**Задания**
(a) Где, согласно тексту о деле тамплиеров, король в мае собрал собор епископов и легистов?
(b) Соответствуют ли тексту о деле тамплиеров эти утверждения? (i) Университет признал за светской властью право арестовать тамплиеров, чтобы передать их Церкви. (ii) Получив ответ университета, Филипп кричал и топал ногами. (iii) По словам папы, в смертных грехах признались храмовники всех королевств.
(c) Продолжите текст о деле тамплиеров с того места, где он обрывается.

**Фрагмент текста**
--------
Шрифт:
Закладка:
Сорбонна, Париж: вид с угла площади
Гравюра, год неизвестен. Wellcome Collection
Король садится писать. Два письма. Первое – папе. Это письмо гласит о том, что святейший заблуждается и дает шанс тамплиерам выскользнуть из рук правосудия. Второе – университету в Париже с просьбой дать богословское заключение о том, может ли он, король, согласно нормам канонического права судить храмовников.
Получив ответ от университета (благо тот близко и далеко ходить не надо), Филипп кусает губы и бледнеет. Кричать и топать ногами было не в обычае этого крайне сдержанного во внешних проявлениях человека.
Университет отвечает, что светская власть права судить монахов (а тамплиеры – клирики, хоть и с мечами) не имеет. Имеет право арестовать, но только чтобы передать Церкви, что и было сделано. Имеет право держать под стражей по требованию Церкви, что король, как христианнейший монарх, и делает. Имеет право судить. Но только после того, как Церковь произнесла приговор и передала отлученного еретика в руки светской власти, сняв с него свой спасительный омофор. Бумага о передаче храмовников королю есть? Нет. Значит, король не в силах сделать ничего сверх того, что он уже сделал и делает. За что ему выражается глубокая признательность. Может быть, под праздник даже грамоту почетную дадут.
В мае король собирает в Туре собор епископов и легистов. Ректора университета позвали опять же. Туда привозят и храмовников. Даже самого магистра в цепях. Они опять во всем сознаются и каются, собор требует смерти.
С этим козырем Филипп едет в Пуатье, к Клименту. Он рассказывает все то, о чем я уже писал выше: о преступлениях тамплиеров, об их общей злокозненности и так далее. У папы тоже есть аргументы. Признались во всех смертных грехах только французские храмовники. Да, именно в этом королевстве они самые многочисленные, но нельзя забывать про Испанию, Англию, Империю. Там тоже есть командорства ордена, и там тоже есть светские властители. И там таких сигналов нет. И вот сейчас взять и осудить весь орден – настроить против курии (в которой тоже есть сторонники ордена), против папы и против французского королевства весь христианский мир. И точно сорвать возможность крестового похода. Того похода, который мы же все еще планируем, не так ли?
--------
**Исходные данные**
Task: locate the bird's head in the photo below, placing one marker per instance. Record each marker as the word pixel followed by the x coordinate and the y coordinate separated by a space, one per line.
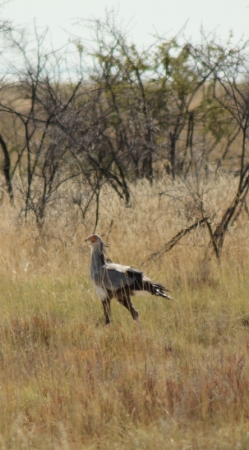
--------
**Ответы к упражнению**
(a) В Туре.

(b)
(i) Да: «Имеет право арестовать, но только чтобы передать Церкви, что и было сделано».
(ii) Нет: «Кричать и топать ногами было не в обычае этого крайне сдержанного во внешних проявлениях человека».
(iii) Нет: «Признались во всех смертных грехах только французские храмовники».

(c)
Пилюля была горькой, но Филиппу пришлось ее проглотить. Однако он выторговал у папы разрешение для Гийома Парижского продолжить следствие во Франции, обменяв его на то, что из тюрем Франции в Пуатье доставят семьдесят сознавшихся тамплиеров для суда папы и курии.
Вообще, это очень хитро. Раз тамплиеры сознались, судить их еще раз, конечно, можно. Но для самих подсудимых, которые согласятся в таких условиях защищать орден, – это шаг на костер. Коротенький такой шажок.
Смотрите: вот есть у нас еретик. Его осудили, с пытками или без – неважно сейчас. Важно то, что он принял приговор. И он остается католиком, находящимся на покаянии. Покаяние может быть самым разным: его могут отправить в паломничество к святым местам, оштрафовать, посадить в тюрьму на хлеб и воду, где он будет в слезах раскаяния ожидать своей смерти. Но он католик, находящийся под омофором матери-Церкви, он не передан в руки светской власти для наказания по заслугам.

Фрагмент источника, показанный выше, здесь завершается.